## WHAT TO PRODUCE
Answer these questions using the passage on protein foaming and emulsifying methods that follows.
(a) After how long was the remaining foam measured to calculate foaming stability?
(b) At what temperature and for how long were the emulsion samples heated to measure emulsion stability?
(c) How many times was each experiment performed?

Start of PASSAGE PROVIDED

The foaming properties were assessed by the methods adapted from the reported works of Chabanon et al. [24]. 20 mL of the 1% (w/v, N × 5.6) protein solution was dissolved in deionized water and adjusted to pH 7.0. The solution was mixed at 10,000 rpm during 5 min using an Ultra-Turrax^® T25 digital homogenizer from IKA (Staufen im Breisgau, Germany). The foaming capacity was expressed (in %) as a ratio of the formed foam volume (mL) to the initial protein solution volume (mL). The foaming stability was calculated (in %) as the volume of the remaining foam after 120 min (room temperature) reported to the total volume of the solution at the given time. The foaming properties of a pea protein isolate and a soy protein hydrolysate assessed in the same way were used as references.

Emulsifying Capacity and Emulsion Stability

The reported methods of Chabanon et al. [24] were applied with some modifications. 5 mL of the 1% (w/v, N × 5.6) protein solution was prepared in deionized water and the pH was adjusted to 7.0. The solution was then vigorously stirred at 10,000 rpm during 30 s using an Ultra-Turrax^® T25 digital homogenizer from IKA (Staufen im Breisgau, Germany). 2.5 mL of sunflower oil was added in the tube and homogenized for another 30 s at 10,000 rpm. After this time, 2.5 mL of sunflower oil was added again and stirred during 90 s at 10,000 rpm. The emulsion formed was transferred to a graduated tube and centrifuged at 1100 g for 5 min at room temperature. The emulsifying capacity (in %) was expressed as a ratio of the emulsion volume after centrifugation (mL) and before the centrifugation (mL). For emulsion stability measurement, the samples in the tubes were heated at 85 °C for 15 min. After cooling at room temperature, they were centrifuged again at 1100× g for 5 min. The emulsion stability was calculated (in %) as a ratio of the volume of emulsion after and before the heat treatment (mL). The emulsifying properties of a pea protein isolate and a soy protein hydrolysate assessed in the same way were used as references.

2.6. Statistical Analysis

All experiments were performed in triplicate and data were expressed as means (n = 3) ± SD (standard deviation). Statistical analysis was performed using the freeware R (3.4.1.) and the Analysis ToolPak of Excel (Microsoft Office, Redmond, DC, USA). Fisher’s test was first achieved, after testing normality and homogeneity of variance, with a confidence interval of 95% (p-value ≤ 0.05). Pairwise comparisons with Student’s test were then performed to study significant differences between the variables, with a significance level a = 0.05. Values were considered as significantly different if p-value ≤ 0.05. Results of statistical analysis are presented with letters and samples with common letter are not significantly different.

3. Results

3.1. Solubility and Functional Properties of Sunflower Protein Isolate

The protein solubility in an aqueous medium over a wide range of pH is one of the main quality criteria for food application of protein isolate and a prerequisite for the other techno-functional properties [1,5]. Good solubility promotes rapid and uniform dispersion of protein molecules, influencing their adsorption at interfaces (oil/water and gas/water) and therefore the formation of emulsion or foam [9].

End of PASSAGE PROVIDED
Start of EXERCISE DATA

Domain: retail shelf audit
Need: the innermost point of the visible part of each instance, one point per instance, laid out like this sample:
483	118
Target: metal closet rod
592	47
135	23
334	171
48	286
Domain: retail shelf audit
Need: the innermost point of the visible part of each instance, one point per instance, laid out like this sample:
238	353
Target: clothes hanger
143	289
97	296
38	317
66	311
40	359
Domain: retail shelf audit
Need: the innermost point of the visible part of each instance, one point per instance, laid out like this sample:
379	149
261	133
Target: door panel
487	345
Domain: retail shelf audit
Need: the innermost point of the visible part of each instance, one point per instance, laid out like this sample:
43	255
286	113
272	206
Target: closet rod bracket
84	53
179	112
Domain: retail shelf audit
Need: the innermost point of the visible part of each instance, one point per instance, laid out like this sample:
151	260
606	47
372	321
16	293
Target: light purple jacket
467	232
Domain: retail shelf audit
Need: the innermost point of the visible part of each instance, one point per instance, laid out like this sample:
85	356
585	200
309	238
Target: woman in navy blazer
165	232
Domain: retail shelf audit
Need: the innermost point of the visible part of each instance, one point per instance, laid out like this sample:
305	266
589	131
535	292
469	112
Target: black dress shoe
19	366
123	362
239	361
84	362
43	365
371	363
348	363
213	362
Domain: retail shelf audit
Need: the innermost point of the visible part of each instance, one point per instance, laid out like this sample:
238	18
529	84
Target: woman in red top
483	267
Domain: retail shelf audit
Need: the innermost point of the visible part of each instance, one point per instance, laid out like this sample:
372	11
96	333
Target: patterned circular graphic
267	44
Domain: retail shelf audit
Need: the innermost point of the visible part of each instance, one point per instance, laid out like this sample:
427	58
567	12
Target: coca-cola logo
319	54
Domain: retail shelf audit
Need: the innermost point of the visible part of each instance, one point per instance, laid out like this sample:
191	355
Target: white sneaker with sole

End of EXERCISE DATA

## COMPLETED EXERCISE
(a) After 120 min at room temperature.
(b) At 85 °C for 15 min.
(c) Three times (in triplicate, n = 3).